- _What this task involves_:
Find the string "instance" in the data, and copy out each line that has it.

Saved entries
::::::::
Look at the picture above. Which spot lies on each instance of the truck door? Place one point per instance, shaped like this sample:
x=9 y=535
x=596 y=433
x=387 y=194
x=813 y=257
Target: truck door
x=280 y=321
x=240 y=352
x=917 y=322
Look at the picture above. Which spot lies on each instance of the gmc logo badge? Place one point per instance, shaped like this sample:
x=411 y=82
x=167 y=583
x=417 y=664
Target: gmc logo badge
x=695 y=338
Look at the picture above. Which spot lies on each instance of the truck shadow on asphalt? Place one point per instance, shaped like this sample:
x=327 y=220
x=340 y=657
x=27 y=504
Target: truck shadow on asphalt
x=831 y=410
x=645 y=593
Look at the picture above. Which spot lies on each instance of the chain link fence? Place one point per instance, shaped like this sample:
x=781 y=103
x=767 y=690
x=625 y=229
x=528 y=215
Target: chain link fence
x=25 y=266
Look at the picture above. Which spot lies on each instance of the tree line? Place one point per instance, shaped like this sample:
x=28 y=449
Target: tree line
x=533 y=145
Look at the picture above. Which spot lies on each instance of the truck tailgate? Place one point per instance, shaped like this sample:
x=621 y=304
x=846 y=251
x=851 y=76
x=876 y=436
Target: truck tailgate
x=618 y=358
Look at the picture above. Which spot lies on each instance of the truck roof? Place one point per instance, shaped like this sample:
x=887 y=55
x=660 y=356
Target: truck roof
::::::::
- _Answer to this problem_:
Look at the picture above. Which spot lies on each instance of the truck door? Place one point per instance, shaped like this sample:
Look at the picture above. Which spot lies on each instance of the gmc logo badge? Place one point per instance, shaped like this sample:
Look at the picture above. Which spot lies on each instance of the truck shadow on asphalt? Place one point per instance, shaped like this sample:
Look at the picture above. Which spot lies on each instance of the chain link fence? Place one point per instance, shaped like this sample:
Look at the picture above. Which spot lies on each instance of the tree line? Place one point per instance, shaped like this sample:
Look at the picture above. Which spot lies on each instance of the truck tailgate? Place one point per instance, shaped like this sample:
Look at the picture above. Which spot lies on each instance of the truck roof? Place one point per instance, shaped like this sample:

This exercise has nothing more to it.